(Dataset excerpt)
________________
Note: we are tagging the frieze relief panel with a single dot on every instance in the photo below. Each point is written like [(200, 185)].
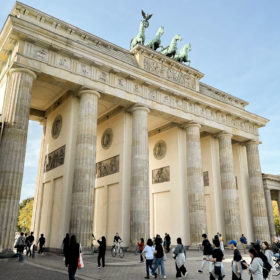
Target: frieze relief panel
[(145, 91)]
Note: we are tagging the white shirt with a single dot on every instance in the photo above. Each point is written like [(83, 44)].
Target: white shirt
[(149, 252)]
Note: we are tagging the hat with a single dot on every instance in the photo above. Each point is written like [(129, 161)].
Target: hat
[(233, 242)]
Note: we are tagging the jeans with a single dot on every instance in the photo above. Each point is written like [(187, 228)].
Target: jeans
[(149, 264), (72, 271), (159, 261)]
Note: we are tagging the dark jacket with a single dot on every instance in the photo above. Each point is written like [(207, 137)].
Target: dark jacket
[(73, 253)]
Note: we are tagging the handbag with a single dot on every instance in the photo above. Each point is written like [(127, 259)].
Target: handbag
[(80, 261)]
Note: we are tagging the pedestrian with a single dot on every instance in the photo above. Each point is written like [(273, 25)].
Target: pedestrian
[(180, 259), (29, 242), (243, 241), (20, 244), (207, 251), (149, 255), (141, 245), (236, 263), (159, 258), (221, 242), (42, 241), (256, 265), (217, 270), (73, 257), (269, 255), (101, 251), (167, 238), (65, 247)]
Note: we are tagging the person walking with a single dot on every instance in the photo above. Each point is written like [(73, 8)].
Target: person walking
[(101, 251), (65, 246), (167, 239), (141, 245), (207, 251), (217, 270), (256, 265), (243, 241), (20, 244), (149, 255), (180, 259), (73, 257), (269, 255), (159, 259), (42, 241), (29, 241), (236, 263)]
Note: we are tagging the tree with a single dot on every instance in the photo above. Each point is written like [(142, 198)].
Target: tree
[(276, 216), (25, 215)]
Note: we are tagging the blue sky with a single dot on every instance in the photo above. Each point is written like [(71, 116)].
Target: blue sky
[(235, 43)]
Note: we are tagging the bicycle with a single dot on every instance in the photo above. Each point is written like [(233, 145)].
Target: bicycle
[(117, 249), (276, 272)]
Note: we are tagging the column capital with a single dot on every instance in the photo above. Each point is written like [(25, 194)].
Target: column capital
[(24, 70), (191, 124), (137, 106), (224, 134), (86, 90)]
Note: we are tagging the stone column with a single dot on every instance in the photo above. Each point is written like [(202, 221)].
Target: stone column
[(12, 152), (258, 205), (229, 191), (197, 208), (139, 193), (270, 213), (81, 221)]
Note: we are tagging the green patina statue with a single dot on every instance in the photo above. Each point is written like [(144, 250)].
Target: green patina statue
[(156, 42), (182, 56), (140, 37), (171, 50)]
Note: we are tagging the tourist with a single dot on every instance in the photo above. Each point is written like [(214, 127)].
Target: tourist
[(221, 242), (101, 251), (159, 258), (256, 266), (207, 251), (149, 255), (275, 247), (29, 241), (244, 242), (266, 265), (42, 241), (141, 245), (180, 259), (236, 263), (20, 244), (73, 257), (65, 246), (269, 255), (167, 239), (217, 268)]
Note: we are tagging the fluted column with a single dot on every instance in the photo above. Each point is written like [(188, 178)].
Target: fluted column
[(81, 221), (270, 213), (12, 152), (258, 205), (140, 202), (197, 208), (229, 191)]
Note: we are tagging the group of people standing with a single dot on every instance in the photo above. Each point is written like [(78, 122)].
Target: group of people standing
[(259, 268)]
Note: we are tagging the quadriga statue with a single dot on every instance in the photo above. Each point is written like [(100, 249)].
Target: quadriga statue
[(140, 37), (156, 42), (171, 50)]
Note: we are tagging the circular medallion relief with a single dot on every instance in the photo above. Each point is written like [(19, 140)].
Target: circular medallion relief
[(160, 149), (107, 138), (56, 127)]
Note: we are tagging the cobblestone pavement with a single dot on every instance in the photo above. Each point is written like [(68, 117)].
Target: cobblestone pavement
[(51, 266)]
________________
■ **Exercise brief**: Reproduce every one of the lines above word for word, leaving out the pictures.

■ **Solution to the exercise**:
Note: we are tagging the frieze relief panel with a single dot on every instance in the photo below. Each point is written like [(200, 185)].
Target: frieze relief panel
[(145, 91)]
Note: we are tagging the white shirt with a single dot on every instance in the photo above. Each point is written like [(83, 44)].
Target: white shirt
[(149, 252)]
Note: we are tagging the hat with a single dot on every instance in the photo above. Each point is written like [(129, 161)].
Target: hat
[(233, 242)]
Note: we are tagging the jeans with a single dot on every instance in the photo above. Each point is written like [(187, 228)].
Target: jeans
[(149, 264), (72, 271), (159, 261)]
Note: we are tagging the dark jacket with a single dot on every instance in the photo above. Each point is written like [(207, 137)].
Target: dark jacket
[(73, 253)]
Note: we are tagging the handbag with a single dot on every instance in the photo above. Each point is written like [(127, 259)].
Target: handbag
[(80, 261)]
Note: we are tagging the pedestrian with a single dot on every instance in the photo above. Each point is written like [(273, 25)].
Target: pedestrian
[(180, 259), (29, 242), (243, 241), (20, 244), (207, 251), (149, 255), (141, 245), (236, 263), (159, 258), (221, 242), (42, 241), (256, 265), (217, 270), (73, 257), (269, 255), (101, 251), (167, 238), (65, 247)]
Note: we are tagging the person walking with a single dot on every instance in the photo above. Each point is written like [(73, 8)].
Target: person walking
[(101, 251), (65, 246), (167, 239), (141, 245), (207, 251), (217, 270), (256, 265), (243, 241), (20, 244), (149, 255), (180, 259), (73, 257), (269, 255), (159, 259), (42, 241), (29, 241), (236, 263)]
Note: we are tagging the tree with a single dot on every instance in the photo above. Each point is written like [(142, 198)].
Target: tree
[(276, 216), (25, 215)]
Note: we are tagging the blue sky with a single dot on every instance in the photo above. Each point is written like [(71, 116)].
Target: blue sky
[(235, 43)]
Note: we are tagging the bicycle with a single dot on every instance in the photo above. Each point is written like [(233, 145)].
Target: bicycle
[(117, 249), (276, 272)]
Note: we are tagging the column capital with a single dot on every instance in the photo above. Each point is written like [(25, 194)].
Target: column capital
[(24, 70), (191, 124), (137, 106), (224, 134), (86, 90)]
Note: we are tagging the stone column with a single dot on every instance in the photo above. Each point is written like [(202, 221)].
Target: stone column
[(12, 152), (258, 205), (229, 191), (197, 208), (139, 193), (270, 213), (81, 221)]
Note: we are tagging the green patina statue with a single dot on every instance in the photo above. Each point is written like [(144, 250)].
Target: green patina statue
[(156, 42), (182, 56), (140, 37), (171, 50)]
Note: we are tagging the tourist with a single dot on every instance in the photo above. Each point is written like [(214, 127)].
Target: tourist
[(221, 242), (101, 251), (159, 258), (256, 266), (207, 251), (149, 255), (275, 247), (29, 241), (244, 242), (266, 265), (42, 241), (141, 245), (180, 259), (236, 263), (20, 244), (73, 257), (65, 246), (269, 255), (167, 239), (217, 268)]
Note: we are tagging the fluted column with a single dot on every instance in the photo above. Each point is written like [(188, 178)].
Target: fluted column
[(81, 221), (270, 213), (12, 152), (258, 205), (140, 202), (197, 208), (229, 191)]
Note: we are tagging the group of people standing with a single dot on every instance in the photo above. Each point is written like [(78, 122)].
Target: group of people standing
[(259, 268)]
Note: we are tagging the quadriga statue with a single dot on every instance in the photo above. Each point is written like [(100, 249)].
Target: quadriga statue
[(140, 37), (156, 42), (171, 50)]
Note: we are tagging the circular medallion relief with a single dot on every instance in the photo above. Each point is written like [(19, 140)].
Target: circular medallion relief
[(160, 149), (107, 138), (56, 127)]
Note: we are tagging the cobblestone pavement with a single dot on every instance in the photo above. Each point is written like [(68, 117)].
Target: cobblestone pavement
[(51, 266)]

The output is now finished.